[Opening Text excerpt section]

World marks switchover to bivalent oral polio vaccine
Between April 17 and May 1, 155 countries and territories around the world will stop using the trivalent oral polio vaccine and begin using a bivalent oral polio vaccine in what WHO has called the largest vaccine rollout in history.
Polio cases have decreased by more than 99.9% worldwide since 1988, and wild poliovirus exists in only two countries, Pakistan and Afghanistan, according to WHO.
The bivalent oral polio vaccine (OPV) protects against the two remaining wild polio strains, types 1 and 3. The outgoing trivalent OPV also protected against type 2 poliovirus, which has been eradicated in the wild but can still circulate as vaccine-derived polio.
The vaccine switchover is the first stage of a larger plan to withdraw all OPVs.
To mark the occasion, Infectious Disease News and Infectious Diseases in Children have compiled a list of five stories about OPV and polio eradication efforts.

[Closing Text excerpt section]

Problem set:
**A)** Transcribe the passage of the polio vaccine article that opens with the words containing "The vaccine switchover" and closes with "polio eradication efforts.".
**B)** According to the polio vaccine article, how many countries and territories will stop using the trivalent oral polio vaccine?
**C)** Decide whether each statement agrees with the polio vaccine article, answering yes or no and quoting the deciding words: (i) Wild poliovirus is found in only Pakistan and Afghanistan. (ii) The bivalent oral polio vaccine protects against type 2 poliovirus. (iii) The vaccine switchover is the final stage of the plan to withdraw all oral polio vaccines.

[Opening Source data section]

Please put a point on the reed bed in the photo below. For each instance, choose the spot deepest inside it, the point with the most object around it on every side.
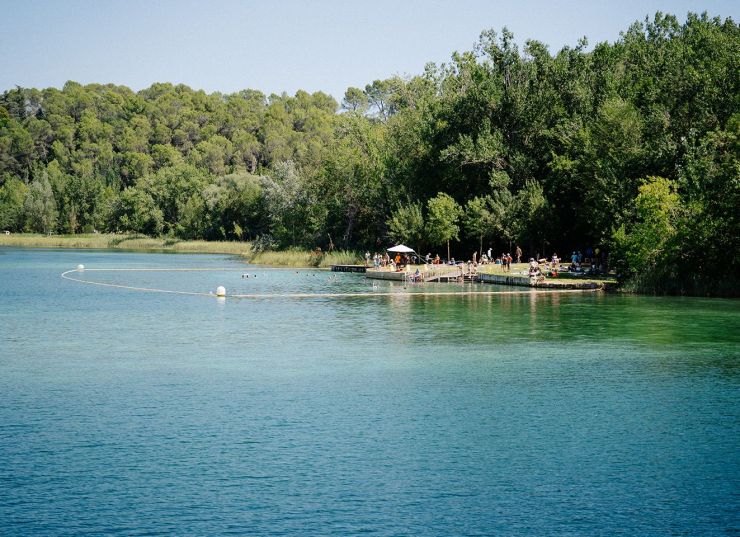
(294, 257)
(126, 242)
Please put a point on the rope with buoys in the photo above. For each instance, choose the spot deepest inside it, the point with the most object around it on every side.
(221, 293)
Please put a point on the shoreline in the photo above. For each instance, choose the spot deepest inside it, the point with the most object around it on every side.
(290, 258)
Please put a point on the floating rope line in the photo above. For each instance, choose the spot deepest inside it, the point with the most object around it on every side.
(350, 294)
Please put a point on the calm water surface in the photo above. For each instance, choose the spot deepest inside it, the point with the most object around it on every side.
(134, 413)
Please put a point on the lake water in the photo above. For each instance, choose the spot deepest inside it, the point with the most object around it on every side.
(135, 413)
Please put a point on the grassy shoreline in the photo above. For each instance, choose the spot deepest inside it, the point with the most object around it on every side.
(283, 258)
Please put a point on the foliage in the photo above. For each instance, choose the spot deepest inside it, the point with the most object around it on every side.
(549, 149)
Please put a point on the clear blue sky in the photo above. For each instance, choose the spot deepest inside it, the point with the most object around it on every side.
(275, 46)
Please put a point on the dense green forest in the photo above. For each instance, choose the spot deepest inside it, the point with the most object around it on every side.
(631, 146)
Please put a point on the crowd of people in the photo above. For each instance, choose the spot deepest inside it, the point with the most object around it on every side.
(592, 260)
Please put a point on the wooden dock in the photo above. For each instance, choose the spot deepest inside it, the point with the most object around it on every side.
(349, 268)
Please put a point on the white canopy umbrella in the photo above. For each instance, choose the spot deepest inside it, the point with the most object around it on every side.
(401, 249)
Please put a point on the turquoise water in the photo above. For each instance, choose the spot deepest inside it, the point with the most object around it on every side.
(133, 413)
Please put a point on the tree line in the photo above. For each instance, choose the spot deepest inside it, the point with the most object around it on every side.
(631, 146)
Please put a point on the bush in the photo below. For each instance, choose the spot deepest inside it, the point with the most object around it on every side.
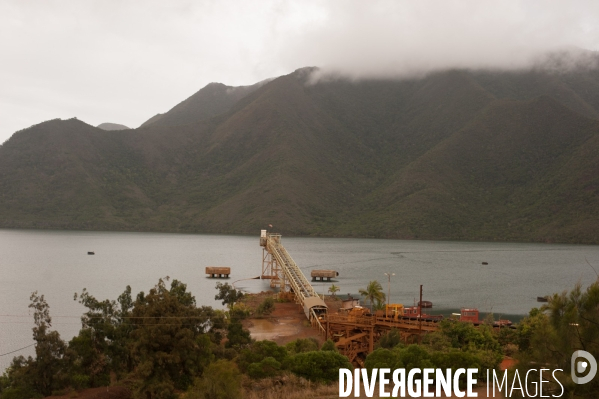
(320, 366)
(267, 367)
(266, 307)
(259, 351)
(301, 345)
(390, 340)
(221, 380)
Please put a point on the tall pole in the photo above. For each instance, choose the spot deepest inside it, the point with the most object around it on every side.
(420, 316)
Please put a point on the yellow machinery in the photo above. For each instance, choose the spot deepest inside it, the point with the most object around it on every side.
(393, 311)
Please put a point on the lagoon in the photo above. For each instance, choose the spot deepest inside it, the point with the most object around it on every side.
(56, 264)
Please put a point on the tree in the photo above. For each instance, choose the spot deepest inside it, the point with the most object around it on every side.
(333, 289)
(266, 307)
(228, 294)
(569, 322)
(221, 380)
(30, 377)
(170, 345)
(374, 293)
(48, 367)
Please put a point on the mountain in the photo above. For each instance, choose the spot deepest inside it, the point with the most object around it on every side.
(210, 101)
(466, 155)
(111, 126)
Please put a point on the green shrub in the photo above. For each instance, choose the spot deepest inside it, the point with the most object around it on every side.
(322, 366)
(301, 345)
(266, 307)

[Closing Source data section]

Set of answers:
**A)**
The vaccine switchover is the first stage of a larger plan to withdraw all OPVs.
To mark the occasion, Infectious Disease News and Infectious Diseases in Children have compiled a list of five stories about OPV and polio eradication efforts.

**B)** 155 countries and territories.

**C)**
(i) Yes: "wild poliovirus exists in only two countries, Pakistan and Afghanistan"
(ii) No: "protects against the two remaining wild polio strains, types 1 and 3"
(iii) No: "The vaccine switchover is the first stage of a larger plan to withdraw all OPVs."